** Work order **
Which of the lines below hold the word "dark"? Pull each of them out.

** Information given **
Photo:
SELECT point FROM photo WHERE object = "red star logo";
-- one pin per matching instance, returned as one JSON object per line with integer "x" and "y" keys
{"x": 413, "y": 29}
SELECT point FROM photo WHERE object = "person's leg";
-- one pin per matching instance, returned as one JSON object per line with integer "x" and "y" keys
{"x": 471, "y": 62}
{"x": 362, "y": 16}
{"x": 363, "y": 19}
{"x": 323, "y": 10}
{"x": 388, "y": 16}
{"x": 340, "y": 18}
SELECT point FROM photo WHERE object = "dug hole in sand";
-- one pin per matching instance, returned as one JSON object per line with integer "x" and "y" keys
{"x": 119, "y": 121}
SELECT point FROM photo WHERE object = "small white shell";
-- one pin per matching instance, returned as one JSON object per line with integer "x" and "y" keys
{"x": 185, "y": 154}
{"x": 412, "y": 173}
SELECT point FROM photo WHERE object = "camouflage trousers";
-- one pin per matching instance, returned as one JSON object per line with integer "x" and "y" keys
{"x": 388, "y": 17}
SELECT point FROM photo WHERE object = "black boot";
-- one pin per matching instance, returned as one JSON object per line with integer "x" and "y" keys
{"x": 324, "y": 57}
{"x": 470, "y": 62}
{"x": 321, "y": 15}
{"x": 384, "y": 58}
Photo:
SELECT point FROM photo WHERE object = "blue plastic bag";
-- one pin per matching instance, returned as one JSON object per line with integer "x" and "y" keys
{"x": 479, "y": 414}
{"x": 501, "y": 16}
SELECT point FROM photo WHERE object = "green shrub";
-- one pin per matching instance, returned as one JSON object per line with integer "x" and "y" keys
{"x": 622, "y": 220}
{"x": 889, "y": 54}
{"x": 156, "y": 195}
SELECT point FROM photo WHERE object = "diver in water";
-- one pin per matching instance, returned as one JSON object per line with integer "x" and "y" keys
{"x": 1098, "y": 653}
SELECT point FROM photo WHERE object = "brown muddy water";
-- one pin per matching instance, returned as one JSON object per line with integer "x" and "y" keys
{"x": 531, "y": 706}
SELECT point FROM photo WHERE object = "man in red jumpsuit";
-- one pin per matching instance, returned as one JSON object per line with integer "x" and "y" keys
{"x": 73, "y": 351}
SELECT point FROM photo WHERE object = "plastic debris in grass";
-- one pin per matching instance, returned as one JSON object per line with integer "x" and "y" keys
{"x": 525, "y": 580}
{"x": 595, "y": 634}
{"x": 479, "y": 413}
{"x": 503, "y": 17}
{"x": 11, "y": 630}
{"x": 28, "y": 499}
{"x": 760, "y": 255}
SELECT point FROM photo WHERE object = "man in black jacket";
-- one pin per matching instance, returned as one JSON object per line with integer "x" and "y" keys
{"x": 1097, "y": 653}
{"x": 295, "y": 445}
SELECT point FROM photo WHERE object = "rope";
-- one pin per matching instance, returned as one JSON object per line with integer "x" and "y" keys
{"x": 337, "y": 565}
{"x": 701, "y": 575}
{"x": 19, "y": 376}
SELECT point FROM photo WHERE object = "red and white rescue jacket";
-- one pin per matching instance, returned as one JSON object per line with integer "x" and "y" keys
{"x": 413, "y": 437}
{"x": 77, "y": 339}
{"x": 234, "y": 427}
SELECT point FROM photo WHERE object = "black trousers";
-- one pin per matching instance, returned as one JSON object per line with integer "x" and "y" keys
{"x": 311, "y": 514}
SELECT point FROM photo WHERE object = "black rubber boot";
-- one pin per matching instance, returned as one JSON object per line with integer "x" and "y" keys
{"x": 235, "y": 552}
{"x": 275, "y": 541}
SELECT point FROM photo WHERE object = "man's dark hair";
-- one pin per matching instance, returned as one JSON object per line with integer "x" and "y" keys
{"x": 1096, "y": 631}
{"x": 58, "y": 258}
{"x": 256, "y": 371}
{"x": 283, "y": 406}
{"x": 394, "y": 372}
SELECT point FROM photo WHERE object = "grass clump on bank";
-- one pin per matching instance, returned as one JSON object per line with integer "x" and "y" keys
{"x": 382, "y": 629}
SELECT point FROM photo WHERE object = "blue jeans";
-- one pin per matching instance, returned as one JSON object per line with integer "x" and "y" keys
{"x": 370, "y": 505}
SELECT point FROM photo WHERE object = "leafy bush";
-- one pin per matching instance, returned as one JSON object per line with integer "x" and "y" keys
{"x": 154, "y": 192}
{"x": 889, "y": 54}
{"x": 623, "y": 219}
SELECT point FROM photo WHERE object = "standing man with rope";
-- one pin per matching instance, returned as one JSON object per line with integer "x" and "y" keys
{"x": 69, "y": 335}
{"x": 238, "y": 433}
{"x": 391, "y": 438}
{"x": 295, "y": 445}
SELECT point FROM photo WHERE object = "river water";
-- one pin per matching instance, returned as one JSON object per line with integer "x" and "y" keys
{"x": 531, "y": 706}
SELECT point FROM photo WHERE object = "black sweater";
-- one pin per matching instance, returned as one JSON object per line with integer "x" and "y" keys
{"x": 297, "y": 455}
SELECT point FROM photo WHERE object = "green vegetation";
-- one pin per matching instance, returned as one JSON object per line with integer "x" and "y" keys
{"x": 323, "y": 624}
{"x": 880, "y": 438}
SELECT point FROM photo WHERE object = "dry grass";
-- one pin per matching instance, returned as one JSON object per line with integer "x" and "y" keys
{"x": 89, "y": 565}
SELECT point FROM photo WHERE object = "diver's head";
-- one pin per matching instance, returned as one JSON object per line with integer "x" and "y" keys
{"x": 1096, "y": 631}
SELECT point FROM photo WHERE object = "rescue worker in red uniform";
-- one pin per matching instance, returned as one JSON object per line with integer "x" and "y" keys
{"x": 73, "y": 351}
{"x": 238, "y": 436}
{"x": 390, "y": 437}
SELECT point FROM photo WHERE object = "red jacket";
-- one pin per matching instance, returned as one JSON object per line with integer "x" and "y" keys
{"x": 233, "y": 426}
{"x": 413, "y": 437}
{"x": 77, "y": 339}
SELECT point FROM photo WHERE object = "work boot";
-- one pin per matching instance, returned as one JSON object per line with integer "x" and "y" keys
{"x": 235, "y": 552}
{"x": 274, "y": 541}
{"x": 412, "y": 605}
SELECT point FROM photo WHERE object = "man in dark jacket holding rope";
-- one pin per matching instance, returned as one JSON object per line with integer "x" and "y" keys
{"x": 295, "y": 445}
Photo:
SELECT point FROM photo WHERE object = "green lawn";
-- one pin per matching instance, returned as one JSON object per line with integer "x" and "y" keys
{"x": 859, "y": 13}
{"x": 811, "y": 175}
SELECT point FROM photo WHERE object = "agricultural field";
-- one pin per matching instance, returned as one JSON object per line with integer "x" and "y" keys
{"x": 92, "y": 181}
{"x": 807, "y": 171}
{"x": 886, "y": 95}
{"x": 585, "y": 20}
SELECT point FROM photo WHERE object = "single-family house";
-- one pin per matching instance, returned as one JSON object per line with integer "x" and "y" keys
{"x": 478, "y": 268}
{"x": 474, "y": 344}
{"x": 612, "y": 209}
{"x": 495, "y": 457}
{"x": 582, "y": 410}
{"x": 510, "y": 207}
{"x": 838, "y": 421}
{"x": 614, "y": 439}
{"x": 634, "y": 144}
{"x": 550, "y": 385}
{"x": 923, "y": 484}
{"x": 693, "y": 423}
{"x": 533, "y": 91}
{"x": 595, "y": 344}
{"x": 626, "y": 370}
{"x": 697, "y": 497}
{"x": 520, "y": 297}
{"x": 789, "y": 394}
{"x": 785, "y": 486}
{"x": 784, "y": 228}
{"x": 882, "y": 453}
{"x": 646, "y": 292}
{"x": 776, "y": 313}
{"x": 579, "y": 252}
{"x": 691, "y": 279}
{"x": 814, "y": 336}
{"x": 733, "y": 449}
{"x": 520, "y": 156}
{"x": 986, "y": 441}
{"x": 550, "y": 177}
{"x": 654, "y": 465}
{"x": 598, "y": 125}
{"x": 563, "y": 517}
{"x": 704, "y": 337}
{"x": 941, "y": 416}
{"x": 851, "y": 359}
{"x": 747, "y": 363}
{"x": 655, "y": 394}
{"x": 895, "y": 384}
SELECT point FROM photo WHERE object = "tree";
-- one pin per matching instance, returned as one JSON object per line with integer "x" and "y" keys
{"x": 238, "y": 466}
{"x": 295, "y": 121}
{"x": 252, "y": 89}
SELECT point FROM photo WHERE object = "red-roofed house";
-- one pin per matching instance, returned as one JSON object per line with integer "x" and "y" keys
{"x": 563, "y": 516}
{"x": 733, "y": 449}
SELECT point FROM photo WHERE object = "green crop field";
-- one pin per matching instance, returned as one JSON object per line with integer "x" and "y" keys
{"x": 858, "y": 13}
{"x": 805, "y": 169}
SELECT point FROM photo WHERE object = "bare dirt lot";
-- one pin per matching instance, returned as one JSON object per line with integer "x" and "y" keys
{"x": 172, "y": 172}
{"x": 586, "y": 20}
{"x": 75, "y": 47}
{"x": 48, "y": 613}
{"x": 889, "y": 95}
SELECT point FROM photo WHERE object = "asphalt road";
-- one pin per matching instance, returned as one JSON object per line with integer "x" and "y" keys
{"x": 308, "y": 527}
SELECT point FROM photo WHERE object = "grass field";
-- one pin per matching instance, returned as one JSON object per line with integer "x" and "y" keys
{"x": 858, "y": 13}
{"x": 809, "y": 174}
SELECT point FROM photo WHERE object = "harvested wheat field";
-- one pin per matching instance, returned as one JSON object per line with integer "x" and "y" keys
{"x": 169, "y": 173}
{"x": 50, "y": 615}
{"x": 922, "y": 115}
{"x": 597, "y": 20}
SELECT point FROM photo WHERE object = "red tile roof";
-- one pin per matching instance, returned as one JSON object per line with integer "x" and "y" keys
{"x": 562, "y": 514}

** Task result **
SELECT point FROM photo WHERE object = "man's dark hair";
SELECT point FROM photo WHERE object = "man in dark jacket holding rope";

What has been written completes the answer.